Please reproduce every one of the records below word for word, in the order given.

GIVEN RECORDS:

━━━━━━━━━━━━━━━━━━━━

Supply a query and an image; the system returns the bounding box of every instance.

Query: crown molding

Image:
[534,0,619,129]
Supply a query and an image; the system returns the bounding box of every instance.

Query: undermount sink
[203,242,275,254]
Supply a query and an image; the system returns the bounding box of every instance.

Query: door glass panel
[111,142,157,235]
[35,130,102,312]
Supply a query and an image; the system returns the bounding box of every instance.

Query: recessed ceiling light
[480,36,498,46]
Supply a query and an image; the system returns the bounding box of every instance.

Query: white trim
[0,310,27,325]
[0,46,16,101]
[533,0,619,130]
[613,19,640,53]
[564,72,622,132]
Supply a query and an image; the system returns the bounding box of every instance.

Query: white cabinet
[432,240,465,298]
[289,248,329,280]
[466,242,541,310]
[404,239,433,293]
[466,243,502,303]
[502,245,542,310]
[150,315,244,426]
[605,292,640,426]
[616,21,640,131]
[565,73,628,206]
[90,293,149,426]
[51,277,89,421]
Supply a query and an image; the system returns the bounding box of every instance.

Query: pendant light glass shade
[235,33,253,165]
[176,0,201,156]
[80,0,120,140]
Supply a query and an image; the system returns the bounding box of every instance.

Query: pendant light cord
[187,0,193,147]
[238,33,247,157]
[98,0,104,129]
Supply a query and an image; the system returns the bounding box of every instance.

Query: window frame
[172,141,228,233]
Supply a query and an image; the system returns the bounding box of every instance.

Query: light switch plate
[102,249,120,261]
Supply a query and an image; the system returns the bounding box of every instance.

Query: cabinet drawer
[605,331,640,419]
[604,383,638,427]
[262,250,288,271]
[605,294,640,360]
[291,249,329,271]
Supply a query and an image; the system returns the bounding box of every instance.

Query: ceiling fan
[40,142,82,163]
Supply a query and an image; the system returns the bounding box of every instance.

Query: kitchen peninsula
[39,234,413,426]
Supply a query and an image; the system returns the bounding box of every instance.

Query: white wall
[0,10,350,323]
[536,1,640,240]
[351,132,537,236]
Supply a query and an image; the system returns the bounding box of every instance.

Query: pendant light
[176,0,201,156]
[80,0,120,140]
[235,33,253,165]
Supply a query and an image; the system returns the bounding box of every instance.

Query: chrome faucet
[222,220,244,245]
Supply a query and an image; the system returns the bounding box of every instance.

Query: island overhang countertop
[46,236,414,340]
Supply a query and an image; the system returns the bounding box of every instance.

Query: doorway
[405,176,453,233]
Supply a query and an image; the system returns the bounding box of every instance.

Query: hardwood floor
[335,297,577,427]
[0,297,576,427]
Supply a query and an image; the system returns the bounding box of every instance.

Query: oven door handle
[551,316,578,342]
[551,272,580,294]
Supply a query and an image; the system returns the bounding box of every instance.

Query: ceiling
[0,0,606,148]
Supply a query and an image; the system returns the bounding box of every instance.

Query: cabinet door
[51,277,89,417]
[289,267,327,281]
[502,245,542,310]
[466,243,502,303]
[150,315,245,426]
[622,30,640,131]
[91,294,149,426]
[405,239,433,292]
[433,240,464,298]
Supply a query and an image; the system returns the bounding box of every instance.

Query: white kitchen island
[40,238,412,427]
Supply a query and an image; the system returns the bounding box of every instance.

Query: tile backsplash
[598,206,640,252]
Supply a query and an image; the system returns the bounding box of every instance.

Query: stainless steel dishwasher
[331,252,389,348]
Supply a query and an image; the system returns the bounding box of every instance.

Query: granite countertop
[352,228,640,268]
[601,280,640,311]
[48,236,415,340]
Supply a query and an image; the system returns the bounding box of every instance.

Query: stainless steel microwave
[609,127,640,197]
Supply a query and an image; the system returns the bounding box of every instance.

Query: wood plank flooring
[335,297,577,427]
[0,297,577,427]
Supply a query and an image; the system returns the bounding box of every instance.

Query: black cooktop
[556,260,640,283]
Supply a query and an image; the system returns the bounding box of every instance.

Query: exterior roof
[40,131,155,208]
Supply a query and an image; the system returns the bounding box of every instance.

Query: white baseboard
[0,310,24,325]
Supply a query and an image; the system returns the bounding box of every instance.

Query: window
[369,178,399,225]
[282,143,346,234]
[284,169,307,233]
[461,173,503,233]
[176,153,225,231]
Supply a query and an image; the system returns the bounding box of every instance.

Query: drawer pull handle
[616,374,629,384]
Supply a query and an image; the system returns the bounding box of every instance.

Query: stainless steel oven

━━━━━━━━━━━━━━━━━━━━

ANSWER BELOW:
Supply a query and an image; the system returns the bounding box of every instance.

Query: crown molding

Image:
[534,0,619,129]
Supply a query and an image; the system returns the bounding box of every instance.

Query: undermount sink
[203,242,275,254]
Supply a query and an image; the system returns the bounding box of every instance.

Query: door glass panel
[111,142,157,235]
[35,130,102,312]
Supply a query and an image; the system returns the bounding box of every instance.

Query: recessed ceiling light
[480,36,498,46]
Supply a query and an image; the system returns the bounding box of every instance.

Query: white trim
[0,310,27,325]
[0,46,16,101]
[533,0,619,130]
[613,19,640,53]
[564,72,622,132]
Supply a query and an image; the system returns the bounding box of every instance.

Query: white cabinet
[432,240,465,298]
[289,248,329,280]
[466,242,541,310]
[404,239,433,293]
[466,243,502,303]
[502,245,542,310]
[150,315,244,426]
[605,292,640,426]
[616,21,640,131]
[565,73,628,206]
[90,293,149,426]
[51,277,89,421]
Supply a query and an image; the system returns the bounding box of every instance.

Query: pendant light glass shade
[235,33,253,165]
[176,0,201,156]
[80,0,120,140]
Supply a query and an image; the system returns the bounding box of every instance.

Query: pendant light cord
[187,0,193,147]
[238,33,247,157]
[98,0,104,129]
Supply a query and an image; the system returns the bounding box of every instance.

Query: window frame
[172,141,228,233]
Supply a query and an image; the system returns the bounding box of every instance.

Query: light switch plate
[102,249,120,261]
Supply a query and an image; the system returns the bounding box of every instance.

Query: cabinet drawer
[605,331,640,419]
[604,383,638,427]
[262,250,288,271]
[605,294,640,360]
[291,249,329,271]
Supply a query and an image; the system returns the bounding box of every instance.

Query: ceiling fan
[40,142,82,163]
Supply a query and an image; the system returns the bounding box of every instance.

Query: kitchen peninsula
[39,234,413,426]
Supply a query and an image; the system returns the bounding box of every instance.

Query: white wall
[0,10,350,323]
[536,1,640,240]
[351,132,537,236]
Supply a query and an image; the system returns the bounding box of every instance.

Query: pendant light
[176,0,201,156]
[80,0,120,140]
[235,33,253,165]
Supply a query and an image; the system returns the bounding box of every instance.

Query: chrome faucet
[222,220,244,245]
Supply a query and an image; the system returns the bounding box of every instance.

Query: island overhang countertop
[46,236,414,340]
Supply a query and an image; the system returns the bounding box of every instance.

Query: doorway
[405,176,453,233]
Supply a query and an image; the system returns the bounding box of every instance.

Query: hardwood floor
[335,297,577,427]
[0,297,576,427]
Supply a query and an image; the system returns the bounding box of every instance.

Query: oven door handle
[551,316,578,342]
[551,272,580,294]
Supply a query and an image; the system returns the bounding box of every instance.

Query: ceiling
[0,0,606,148]
Supply a query and an image; the system returns the bounding box of every instance.

Query: cabinet door
[51,277,89,417]
[289,267,327,281]
[502,245,542,310]
[466,243,502,303]
[150,315,245,426]
[622,30,640,131]
[91,294,149,426]
[405,239,433,292]
[433,240,464,298]
Supply a query and an image; the system returns the bounding box of every instance.

Query: white kitchen island
[40,238,412,427]
Supply a query and an image; the system returns the bounding box of every instance.

Query: tile backsplash
[598,206,640,252]
Supply a query and an image; the system returns the bounding box of every instance.

Query: stainless steel dishwasher
[331,252,389,348]
Supply a query and an image; the system returns the bounding box of every instance.

Query: granite countertop
[352,228,640,268]
[601,280,640,311]
[48,236,415,340]
Supply a query and an image; the system returns the bounding box of every instance.

Query: stainless steel microwave
[609,127,640,197]
Supply a query and an image; the system returns the bounding box of every instance.

Query: wood plank flooring
[335,297,577,427]
[0,297,577,427]
Supply a query and an image; the system returns the bounding box of every instance.

Query: black cooktop
[556,260,640,283]
Supply a query and an image; the system returns the bounding box of every instance.

Query: exterior roof
[40,131,155,208]
Supply a query and an image; the system returns the bounding box of every instance.

Query: white baseboard
[0,310,24,325]
Supply a query and an image; the system returns the bounding box of every instance.

Query: window
[369,178,399,225]
[282,143,346,234]
[284,169,307,233]
[461,173,503,233]
[176,153,225,231]
Supply a query and an image; the system returns the bounding box of every instance.

Query: drawer pull handle
[616,374,629,384]
Supply a query and an image; the system returns the bounding box of every instance.

Query: stainless steel oven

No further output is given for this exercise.